* _EXERCISES_
**a.** Transcribe the passage on executives confiding in staff word for word, starting with "As an entrepreneur" and going on through "type of advice.".
**b.** From the passage on executives confiding in staff, list the things it says you burden someone within the company with.

* _TEXT TO READ_
As an entrepreneur with 6 businesses under my belt, I have learned that having a business takes open and honest conversations because the top can be a lonely place. As an executive leader, you might sometimes feel like you can’t or shouldn’t have conversations with anyone in the company because they can easily take your conversation the wrong way. Depending on the conversation, you may leave them wondering if the company is in financial trouble, or they take your frustrations on and suddenly begin to look and act differently towards you. It is a common practice for a business owner or executive to connect with someone in the company and turn them into their personal confidant, sounding board or advisor, especially when they are looking for some type of advice.
Firstly, one problem with that is that maybe you were venting about someone or something that happened. Perhaps you were brainstorming about some ideas, your concern about sales and revenues or maybe you were sharing about your personal life. Whatever the conversation, it can create several issues. First and probably the most important one is that you are now burdening someone within the company with your frustrations, struggles, thoughts and concerns. In most cases, that person is not equipped to handle those conversations. They naturally want to help, and they try to give advice, but the advice has no depth of experience. Because they have no one else, the business owner or executive continues to rely on this person more and more, which can create an unhealthy relationship.

* _LISTED ENTRIES_
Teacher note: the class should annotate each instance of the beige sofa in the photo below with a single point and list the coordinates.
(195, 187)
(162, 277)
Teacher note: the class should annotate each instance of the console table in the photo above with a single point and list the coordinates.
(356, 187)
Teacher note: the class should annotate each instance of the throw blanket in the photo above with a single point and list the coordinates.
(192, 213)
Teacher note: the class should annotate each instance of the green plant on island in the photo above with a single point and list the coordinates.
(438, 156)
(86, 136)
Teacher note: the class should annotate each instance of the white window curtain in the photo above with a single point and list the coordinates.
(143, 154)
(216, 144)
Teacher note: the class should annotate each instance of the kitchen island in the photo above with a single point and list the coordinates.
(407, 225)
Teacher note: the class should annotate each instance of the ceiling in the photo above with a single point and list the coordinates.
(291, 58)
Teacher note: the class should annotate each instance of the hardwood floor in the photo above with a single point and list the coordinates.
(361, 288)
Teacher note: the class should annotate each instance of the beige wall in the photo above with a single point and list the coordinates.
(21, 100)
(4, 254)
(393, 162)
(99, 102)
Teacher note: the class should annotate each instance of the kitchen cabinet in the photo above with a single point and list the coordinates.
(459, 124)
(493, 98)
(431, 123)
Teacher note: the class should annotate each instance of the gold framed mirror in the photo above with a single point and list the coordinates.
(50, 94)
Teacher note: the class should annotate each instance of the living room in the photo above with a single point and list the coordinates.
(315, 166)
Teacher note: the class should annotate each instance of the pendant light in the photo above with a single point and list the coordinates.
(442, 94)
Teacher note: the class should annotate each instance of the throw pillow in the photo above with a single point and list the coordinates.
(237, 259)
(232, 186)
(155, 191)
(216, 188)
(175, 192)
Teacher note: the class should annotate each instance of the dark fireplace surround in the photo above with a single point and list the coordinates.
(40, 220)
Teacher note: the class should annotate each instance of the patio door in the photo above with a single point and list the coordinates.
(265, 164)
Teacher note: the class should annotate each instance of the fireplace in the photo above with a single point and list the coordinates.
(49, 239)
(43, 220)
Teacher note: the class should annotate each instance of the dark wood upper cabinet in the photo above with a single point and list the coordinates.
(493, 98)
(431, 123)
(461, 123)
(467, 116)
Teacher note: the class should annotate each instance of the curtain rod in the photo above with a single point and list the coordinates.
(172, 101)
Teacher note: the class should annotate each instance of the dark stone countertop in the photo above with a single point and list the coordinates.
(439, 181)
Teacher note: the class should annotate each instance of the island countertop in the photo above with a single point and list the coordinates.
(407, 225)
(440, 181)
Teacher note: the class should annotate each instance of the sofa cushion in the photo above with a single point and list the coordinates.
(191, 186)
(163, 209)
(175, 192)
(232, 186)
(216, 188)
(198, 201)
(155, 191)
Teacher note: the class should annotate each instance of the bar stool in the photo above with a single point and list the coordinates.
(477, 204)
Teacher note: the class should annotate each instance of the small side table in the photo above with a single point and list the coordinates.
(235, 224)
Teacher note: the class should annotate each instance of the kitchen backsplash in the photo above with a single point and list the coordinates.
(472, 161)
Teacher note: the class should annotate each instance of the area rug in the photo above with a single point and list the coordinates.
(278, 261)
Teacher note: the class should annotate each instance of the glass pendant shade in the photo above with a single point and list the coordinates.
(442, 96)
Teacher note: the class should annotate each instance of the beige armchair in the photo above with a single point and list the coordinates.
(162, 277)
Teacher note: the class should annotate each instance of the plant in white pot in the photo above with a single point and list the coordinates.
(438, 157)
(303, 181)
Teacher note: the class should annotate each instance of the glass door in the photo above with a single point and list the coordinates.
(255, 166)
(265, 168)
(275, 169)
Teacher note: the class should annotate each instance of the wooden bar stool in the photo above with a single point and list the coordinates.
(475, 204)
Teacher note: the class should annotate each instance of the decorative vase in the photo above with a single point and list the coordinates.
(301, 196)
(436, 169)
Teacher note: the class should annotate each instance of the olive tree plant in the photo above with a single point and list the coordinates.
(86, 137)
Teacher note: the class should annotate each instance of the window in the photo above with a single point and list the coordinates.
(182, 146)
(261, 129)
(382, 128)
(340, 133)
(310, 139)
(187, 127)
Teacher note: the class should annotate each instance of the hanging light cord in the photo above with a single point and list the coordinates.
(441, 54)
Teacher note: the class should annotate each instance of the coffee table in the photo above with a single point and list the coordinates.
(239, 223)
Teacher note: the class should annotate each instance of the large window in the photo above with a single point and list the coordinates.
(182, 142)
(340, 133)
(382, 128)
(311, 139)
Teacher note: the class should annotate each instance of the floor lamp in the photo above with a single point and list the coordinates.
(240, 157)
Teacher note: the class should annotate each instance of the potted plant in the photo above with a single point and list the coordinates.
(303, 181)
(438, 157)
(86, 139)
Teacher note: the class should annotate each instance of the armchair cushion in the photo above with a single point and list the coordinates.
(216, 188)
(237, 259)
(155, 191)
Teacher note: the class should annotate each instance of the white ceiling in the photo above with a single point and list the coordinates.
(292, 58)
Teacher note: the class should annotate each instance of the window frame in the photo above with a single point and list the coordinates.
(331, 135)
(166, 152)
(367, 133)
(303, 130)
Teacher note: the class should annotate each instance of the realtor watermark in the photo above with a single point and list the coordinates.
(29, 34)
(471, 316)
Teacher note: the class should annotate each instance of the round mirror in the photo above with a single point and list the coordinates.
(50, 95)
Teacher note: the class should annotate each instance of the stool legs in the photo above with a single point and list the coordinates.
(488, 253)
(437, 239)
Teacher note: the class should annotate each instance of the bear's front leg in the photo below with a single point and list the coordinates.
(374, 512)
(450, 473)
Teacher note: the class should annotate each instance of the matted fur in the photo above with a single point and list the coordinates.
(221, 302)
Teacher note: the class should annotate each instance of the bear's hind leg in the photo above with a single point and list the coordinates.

* _SOLUTION LIST_
**a.**
As an entrepreneur with 6 businesses under my belt, I have learned that having a business takes open and honest conversations because the top can be a lonely place. As an executive leader, you might sometimes feel like you can’t or shouldn’t have conversations with anyone in the company because they can easily take your conversation the wrong way. Depending on the conversation, you may leave them wondering if the company is in financial trouble, or they take your frustrations on and suddenly begin to look and act differently towards you. It is a common practice for a business owner or executive to connect with someone in the company and turn them into their personal confidant, sounding board or advisor, especially when they are looking for some type of advice.

**b.**
- frustrations
- struggles
- thoughts
- concerns